# 19. 协程（2）

# asyncio - 异步 I/O
- asyncio 是用来编写 并发 代码的库，使用 async/await 语法。
- asyncio 被用作多个提供高性能 Python 异步框架的基础，包括网络和网站服务，数据库连接库，分布式任务队列等等。
- asyncio 往往是构建 IO 密集型和高层级 结构化 网络代码的最佳选择。
- asyncio 提供一组 高层级 API 用于:
    - 并发地 运行 Python 协程 并对其执行过程实现完全控制;
    - 执行 网络 IO 和 IPC;
    - 控制 子进程;
    - 通过 队列 实现分布式任务;
    - 同步 并发代码;
- 此外，还有一些 低层级 API 以支持 库和框架的开发者 实现:
    - 创建和管理 事件循环，以提供异步 API 用于 网络化, 运行 子进程，处理 OS 信号 等等;
    - 使用 transports 实现高效率协议;
    - 通过 async/await 语法 桥接 基于回调的库和代码。
- asyncio本身是一个消息循环
- 步骤：
    - 创建消息循环
    - 导入协程
    - 关闭
- 示例1（两个tasks）
- 示例2（得到多个网站）

In [1]:
# asyncio 示例1

import threading
# 导入异步包
import asyncio

# 使用协程
@asyncio.coroutine
def hello():
    print('Hello world! (%s)' % threading.currentThread())
    print('Start..... (%s)' % threading.currentThread())
    yield from asyncio.sleep(5)
    print('Done..... (%s)' % threading.currentThread())
    print('Hello again! (%s)' % threading.currentThread())

# 启动消息循环
loop = asyncio.get_event_loop()
# 定义任务（导入协程）
tasks = [hello(), hello()]
# asyncio使用wait()等待tasks执行结束
loop.run_until_complete(asyncio.wait(tasks))
# 关闭消息循环
loop.close()

RuntimeError: This event loop is already running

Hello world! (<_MainThread(MainThread, started 25500)>)
Start..... (<_MainThread(MainThread, started 25500)>)
Hello world! (<_MainThread(MainThread, started 25500)>)
Start..... (<_MainThread(MainThread, started 25500)>)
Done..... (<_MainThread(MainThread, started 25500)>)
Hello again! (<_MainThread(MainThread, started 25500)>)

**已知信息**
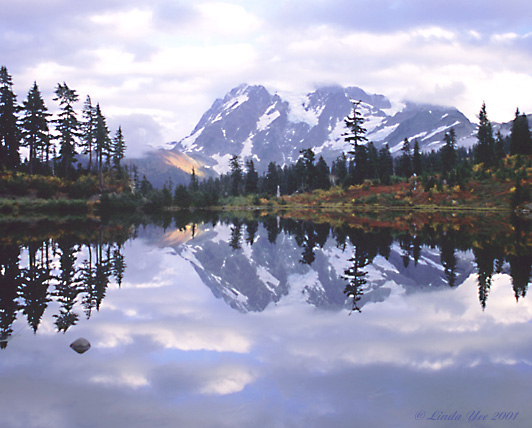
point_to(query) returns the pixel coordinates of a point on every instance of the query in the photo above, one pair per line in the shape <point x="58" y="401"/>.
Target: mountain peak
<point x="254" y="124"/>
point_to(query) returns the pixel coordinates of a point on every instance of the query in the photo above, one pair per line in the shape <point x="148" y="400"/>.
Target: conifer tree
<point x="118" y="148"/>
<point x="236" y="175"/>
<point x="448" y="152"/>
<point x="356" y="134"/>
<point x="485" y="147"/>
<point x="307" y="168"/>
<point x="405" y="161"/>
<point x="194" y="185"/>
<point x="68" y="125"/>
<point x="34" y="122"/>
<point x="89" y="129"/>
<point x="416" y="160"/>
<point x="102" y="142"/>
<point x="520" y="140"/>
<point x="272" y="179"/>
<point x="9" y="131"/>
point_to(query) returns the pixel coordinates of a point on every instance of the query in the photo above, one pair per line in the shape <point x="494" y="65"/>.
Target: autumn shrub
<point x="84" y="187"/>
<point x="46" y="187"/>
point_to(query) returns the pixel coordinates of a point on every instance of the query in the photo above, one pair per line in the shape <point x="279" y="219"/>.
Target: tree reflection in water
<point x="74" y="265"/>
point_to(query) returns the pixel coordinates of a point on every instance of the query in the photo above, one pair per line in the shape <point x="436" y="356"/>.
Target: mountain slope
<point x="255" y="124"/>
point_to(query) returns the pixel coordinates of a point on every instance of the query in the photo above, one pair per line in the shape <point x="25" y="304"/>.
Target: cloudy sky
<point x="155" y="66"/>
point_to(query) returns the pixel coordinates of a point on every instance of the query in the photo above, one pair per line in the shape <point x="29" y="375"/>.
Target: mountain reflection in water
<point x="253" y="308"/>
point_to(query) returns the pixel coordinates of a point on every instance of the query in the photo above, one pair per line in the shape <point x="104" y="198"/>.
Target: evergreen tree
<point x="356" y="134"/>
<point x="118" y="148"/>
<point x="405" y="161"/>
<point x="9" y="131"/>
<point x="102" y="141"/>
<point x="251" y="184"/>
<point x="448" y="152"/>
<point x="35" y="131"/>
<point x="194" y="185"/>
<point x="520" y="140"/>
<point x="89" y="129"/>
<point x="416" y="160"/>
<point x="68" y="125"/>
<point x="307" y="169"/>
<point x="272" y="179"/>
<point x="500" y="151"/>
<point x="485" y="147"/>
<point x="236" y="175"/>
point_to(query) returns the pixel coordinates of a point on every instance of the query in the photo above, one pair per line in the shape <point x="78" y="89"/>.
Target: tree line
<point x="53" y="142"/>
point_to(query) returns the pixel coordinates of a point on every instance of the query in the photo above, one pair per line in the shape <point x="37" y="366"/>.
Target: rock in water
<point x="80" y="345"/>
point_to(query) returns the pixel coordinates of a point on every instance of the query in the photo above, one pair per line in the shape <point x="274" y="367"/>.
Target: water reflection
<point x="251" y="269"/>
<point x="169" y="348"/>
<point x="74" y="266"/>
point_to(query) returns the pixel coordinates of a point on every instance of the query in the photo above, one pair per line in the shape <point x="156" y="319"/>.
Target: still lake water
<point x="266" y="321"/>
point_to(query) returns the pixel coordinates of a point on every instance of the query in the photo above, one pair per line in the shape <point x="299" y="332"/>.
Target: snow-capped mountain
<point x="256" y="124"/>
<point x="250" y="276"/>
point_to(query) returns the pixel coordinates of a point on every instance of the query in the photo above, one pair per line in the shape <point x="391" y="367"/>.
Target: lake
<point x="222" y="320"/>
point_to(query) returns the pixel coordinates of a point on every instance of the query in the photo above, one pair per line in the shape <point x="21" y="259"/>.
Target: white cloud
<point x="171" y="60"/>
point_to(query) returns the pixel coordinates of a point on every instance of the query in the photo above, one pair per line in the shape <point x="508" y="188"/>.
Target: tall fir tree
<point x="417" y="165"/>
<point x="272" y="179"/>
<point x="236" y="175"/>
<point x="88" y="130"/>
<point x="118" y="148"/>
<point x="67" y="125"/>
<point x="9" y="130"/>
<point x="35" y="132"/>
<point x="485" y="148"/>
<point x="520" y="140"/>
<point x="356" y="134"/>
<point x="448" y="152"/>
<point x="405" y="161"/>
<point x="102" y="142"/>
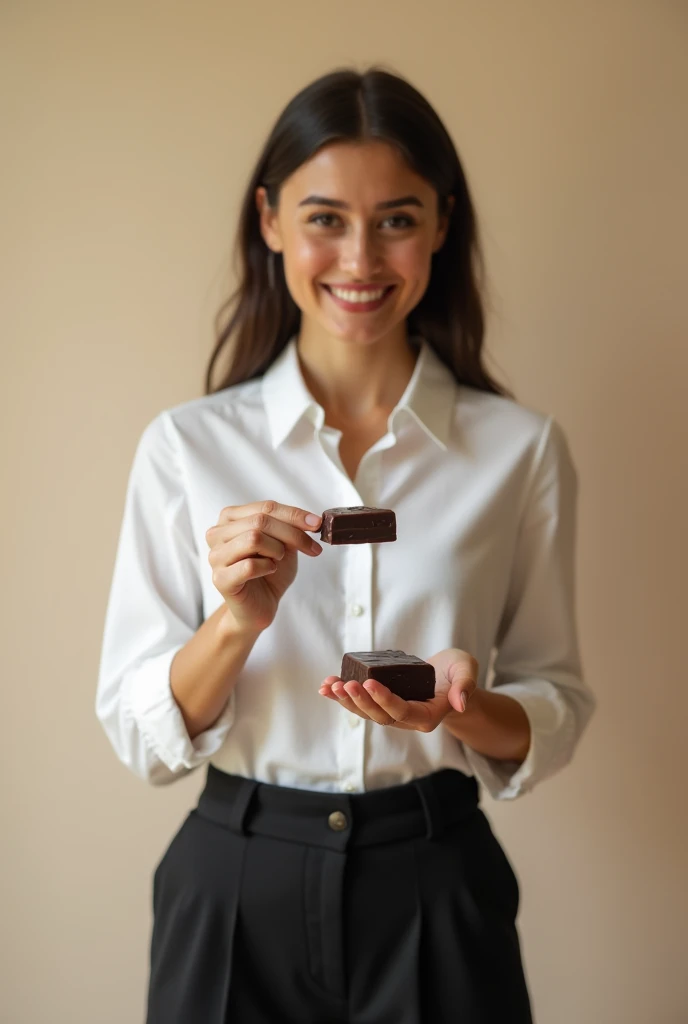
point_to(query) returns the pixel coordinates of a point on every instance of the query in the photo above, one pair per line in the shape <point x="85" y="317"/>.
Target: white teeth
<point x="347" y="296"/>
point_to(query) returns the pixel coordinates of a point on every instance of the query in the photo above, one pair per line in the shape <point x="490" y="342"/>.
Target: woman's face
<point x="356" y="227"/>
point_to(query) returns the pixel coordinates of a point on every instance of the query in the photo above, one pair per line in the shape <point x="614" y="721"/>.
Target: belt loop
<point x="431" y="807"/>
<point x="240" y="805"/>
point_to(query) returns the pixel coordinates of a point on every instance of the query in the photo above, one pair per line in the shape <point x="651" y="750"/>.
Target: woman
<point x="338" y="866"/>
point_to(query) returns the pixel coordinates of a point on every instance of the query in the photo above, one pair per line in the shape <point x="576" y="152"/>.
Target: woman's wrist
<point x="493" y="724"/>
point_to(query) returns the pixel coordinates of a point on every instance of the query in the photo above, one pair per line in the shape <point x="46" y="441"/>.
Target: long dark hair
<point x="345" y="105"/>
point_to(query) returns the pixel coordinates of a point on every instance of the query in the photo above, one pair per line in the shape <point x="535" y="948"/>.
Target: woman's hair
<point x="346" y="105"/>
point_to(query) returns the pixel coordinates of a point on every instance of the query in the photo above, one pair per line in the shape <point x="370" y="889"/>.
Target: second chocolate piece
<point x="405" y="675"/>
<point x="357" y="524"/>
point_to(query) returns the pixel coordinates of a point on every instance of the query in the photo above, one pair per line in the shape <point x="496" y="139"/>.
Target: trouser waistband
<point x="426" y="806"/>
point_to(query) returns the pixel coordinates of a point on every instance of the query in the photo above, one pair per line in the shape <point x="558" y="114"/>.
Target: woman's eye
<point x="401" y="220"/>
<point x="324" y="219"/>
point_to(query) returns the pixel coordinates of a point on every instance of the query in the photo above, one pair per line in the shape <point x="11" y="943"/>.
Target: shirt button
<point x="337" y="821"/>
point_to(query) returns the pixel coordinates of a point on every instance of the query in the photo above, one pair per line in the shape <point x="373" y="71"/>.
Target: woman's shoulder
<point x="485" y="409"/>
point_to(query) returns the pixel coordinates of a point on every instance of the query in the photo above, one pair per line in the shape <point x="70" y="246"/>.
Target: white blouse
<point x="484" y="493"/>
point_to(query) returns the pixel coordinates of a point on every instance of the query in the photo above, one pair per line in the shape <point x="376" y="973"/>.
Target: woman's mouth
<point x="359" y="300"/>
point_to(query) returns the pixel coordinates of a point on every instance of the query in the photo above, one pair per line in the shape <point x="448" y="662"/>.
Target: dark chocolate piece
<point x="405" y="675"/>
<point x="357" y="524"/>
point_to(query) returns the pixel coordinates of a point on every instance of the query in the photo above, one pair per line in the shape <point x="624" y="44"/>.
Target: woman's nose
<point x="360" y="256"/>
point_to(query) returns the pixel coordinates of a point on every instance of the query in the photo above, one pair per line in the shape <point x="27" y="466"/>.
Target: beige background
<point x="129" y="131"/>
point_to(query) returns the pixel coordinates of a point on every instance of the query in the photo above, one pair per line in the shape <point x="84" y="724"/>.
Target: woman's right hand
<point x="253" y="553"/>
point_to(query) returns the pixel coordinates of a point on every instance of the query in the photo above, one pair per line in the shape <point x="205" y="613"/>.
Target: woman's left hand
<point x="456" y="681"/>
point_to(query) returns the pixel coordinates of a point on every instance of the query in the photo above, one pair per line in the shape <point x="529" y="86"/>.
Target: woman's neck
<point x="355" y="383"/>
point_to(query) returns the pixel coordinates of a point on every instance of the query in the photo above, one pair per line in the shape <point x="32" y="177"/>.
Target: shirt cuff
<point x="147" y="699"/>
<point x="552" y="740"/>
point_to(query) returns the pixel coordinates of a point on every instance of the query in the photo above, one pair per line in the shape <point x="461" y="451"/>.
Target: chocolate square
<point x="405" y="675"/>
<point x="357" y="524"/>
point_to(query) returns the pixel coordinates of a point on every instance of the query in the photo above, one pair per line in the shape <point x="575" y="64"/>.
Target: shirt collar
<point x="429" y="396"/>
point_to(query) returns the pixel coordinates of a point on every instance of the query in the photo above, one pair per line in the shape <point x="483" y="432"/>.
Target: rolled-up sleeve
<point x="155" y="606"/>
<point x="538" y="660"/>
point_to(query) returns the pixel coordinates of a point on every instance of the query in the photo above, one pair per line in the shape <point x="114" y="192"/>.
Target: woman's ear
<point x="269" y="226"/>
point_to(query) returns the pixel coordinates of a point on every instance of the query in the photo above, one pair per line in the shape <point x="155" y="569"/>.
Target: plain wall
<point x="130" y="129"/>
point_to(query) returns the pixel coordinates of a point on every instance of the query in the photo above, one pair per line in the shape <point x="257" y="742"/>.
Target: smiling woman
<point x="358" y="189"/>
<point x="338" y="866"/>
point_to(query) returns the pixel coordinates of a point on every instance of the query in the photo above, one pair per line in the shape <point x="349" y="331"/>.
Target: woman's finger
<point x="343" y="698"/>
<point x="251" y="544"/>
<point x="366" y="704"/>
<point x="260" y="522"/>
<point x="231" y="580"/>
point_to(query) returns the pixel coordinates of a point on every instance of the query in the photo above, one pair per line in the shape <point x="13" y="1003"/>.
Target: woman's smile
<point x="357" y="299"/>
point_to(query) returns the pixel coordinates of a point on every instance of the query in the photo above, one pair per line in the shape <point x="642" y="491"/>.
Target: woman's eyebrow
<point x="339" y="205"/>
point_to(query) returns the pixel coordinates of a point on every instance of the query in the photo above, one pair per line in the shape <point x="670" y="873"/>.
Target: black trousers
<point x="274" y="905"/>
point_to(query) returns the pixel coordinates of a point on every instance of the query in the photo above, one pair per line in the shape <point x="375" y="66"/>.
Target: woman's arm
<point x="205" y="670"/>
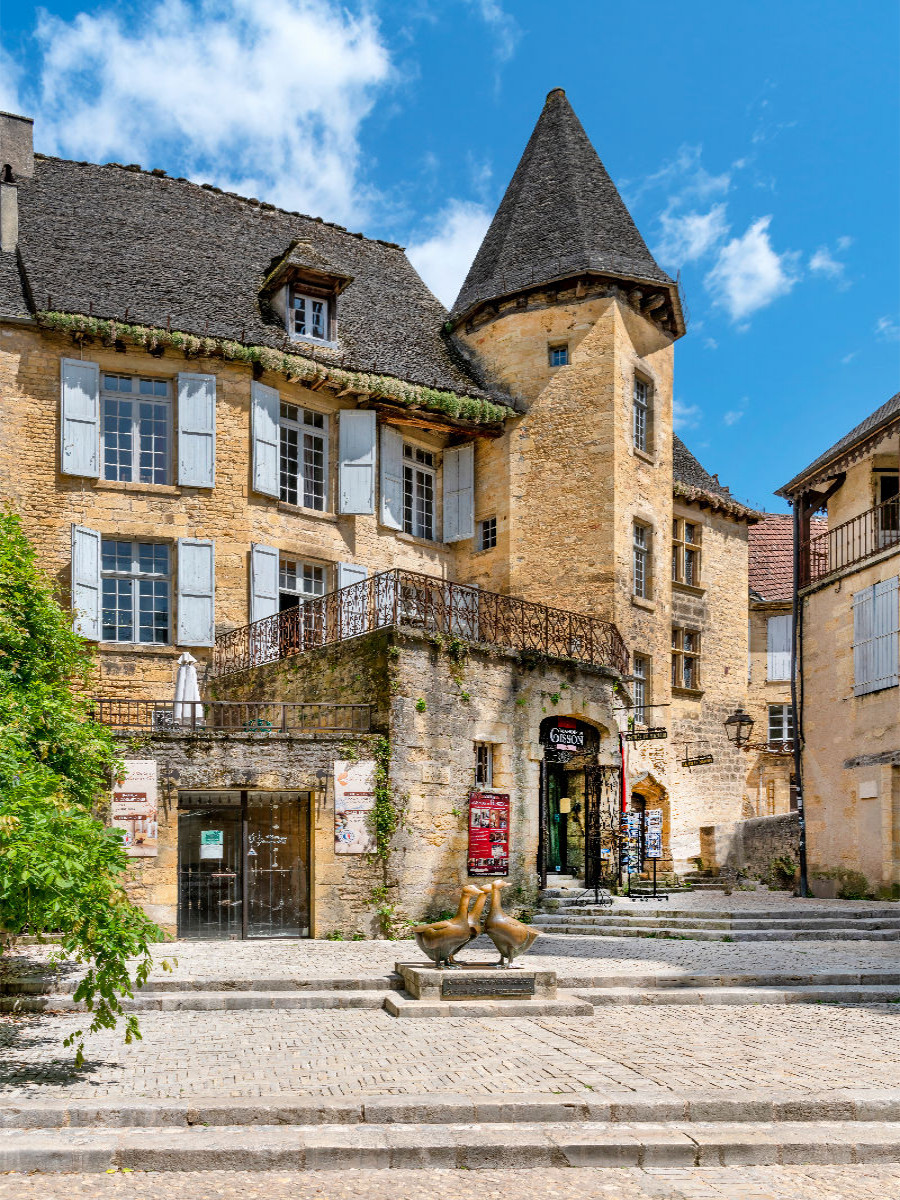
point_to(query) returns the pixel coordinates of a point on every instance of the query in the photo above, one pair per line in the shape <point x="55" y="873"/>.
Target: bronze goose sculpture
<point x="441" y="940"/>
<point x="510" y="936"/>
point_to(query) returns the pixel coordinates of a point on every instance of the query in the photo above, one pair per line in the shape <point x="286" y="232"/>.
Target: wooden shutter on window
<point x="886" y="623"/>
<point x="265" y="413"/>
<point x="196" y="592"/>
<point x="460" y="492"/>
<point x="779" y="647"/>
<point x="79" y="418"/>
<point x="196" y="430"/>
<point x="357" y="431"/>
<point x="391" y="478"/>
<point x="263" y="581"/>
<point x="863" y="647"/>
<point x="85" y="582"/>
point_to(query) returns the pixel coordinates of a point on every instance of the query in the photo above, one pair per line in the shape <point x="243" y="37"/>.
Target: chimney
<point x="17" y="161"/>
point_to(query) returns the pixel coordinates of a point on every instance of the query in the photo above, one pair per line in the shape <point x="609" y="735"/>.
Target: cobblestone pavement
<point x="807" y="1049"/>
<point x="587" y="1183"/>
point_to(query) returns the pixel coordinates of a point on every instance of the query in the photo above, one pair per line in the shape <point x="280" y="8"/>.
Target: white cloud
<point x="265" y="100"/>
<point x="685" y="417"/>
<point x="749" y="274"/>
<point x="444" y="257"/>
<point x="689" y="235"/>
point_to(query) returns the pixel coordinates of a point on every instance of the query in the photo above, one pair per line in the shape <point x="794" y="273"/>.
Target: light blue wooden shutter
<point x="357" y="483"/>
<point x="779" y="647"/>
<point x="196" y="430"/>
<point x="460" y="493"/>
<point x="79" y="418"/>
<point x="265" y="413"/>
<point x="263" y="581"/>
<point x="196" y="592"/>
<point x="391" y="478"/>
<point x="353" y="605"/>
<point x="863" y="646"/>
<point x="85" y="582"/>
<point x="886" y="634"/>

**任务目标**
请把上面这篇关于 asyncio 的给定文本一字不改地完整重写一遍。 这些材料与给定文本相互独立。

**本题解答**
# 19. 协程（2）

# asyncio - 异步 I/O
- asyncio 是用来编写 并发 代码的库，使用 async/await 语法。
- asyncio 被用作多个提供高性能 Python 异步框架的基础，包括网络和网站服务，数据库连接库，分布式任务队列等等。
- asyncio 往往是构建 IO 密集型和高层级 结构化 网络代码的最佳选择。
- asyncio 提供一组 高层级 API 用于:
    - 并发地 运行 Python 协程 并对其执行过程实现完全控制;
    - 执行 网络 IO 和 IPC;
    - 控制 子进程;
    - 通过 队列 实现分布式任务;
    - 同步 并发代码;
- 此外，还有一些 低层级 API 以支持 库和框架的开发者 实现:
    - 创建和管理 事件循环，以提供异步 API 用于 网络化, 运行 子进程，处理 OS 信号 等等;
    - 使用 transports 实现高效率协议;
    - 通过 async/await 语法 桥接 基于回调的库和代码。
- asyncio本身是一个消息循环
- 步骤：
    - 创建消息循环
    - 导入协程
    - 关闭
- 示例1（两个tasks）
- 示例2（得到多个网站）

In [1]:
# asyncio 示例1

import threading
# 导入异步包
import asyncio

# 使用协程
@asyncio.coroutine
def hello():
    print('Hello world! (%s)' % threading.currentThread())
    print('Start..... (%s)' % threading.currentThread())
    yield from asyncio.sleep(5)
    print('Done..... (%s)' % threading.currentThread())
    print('Hello again! (%s)' % threading.currentThread())

# 启动消息循环
loop = asyncio.get_event_loop()
# 定义任务（导入协程）
tasks = [hello(), hello()]
# asyncio使用wait()等待tasks执行结束
loop.run_until_complete(asyncio.wait(tasks))
# 关闭消息循环
loop.close()

RuntimeError: This event loop is already running

Hello world! (<_MainThread(MainThread, started 25500)>)
Start..... (<_MainThread(MainThread, started 25500)>)
Hello world! (<_MainThread(MainThread, started 25500)>)
Start..... (<_MainThread(MainThread, started 25500)>)
Done..... (<_MainThread(MainThread, started 25500)>)
Hello again! (<_MainThread(MainThread, started 25500)>)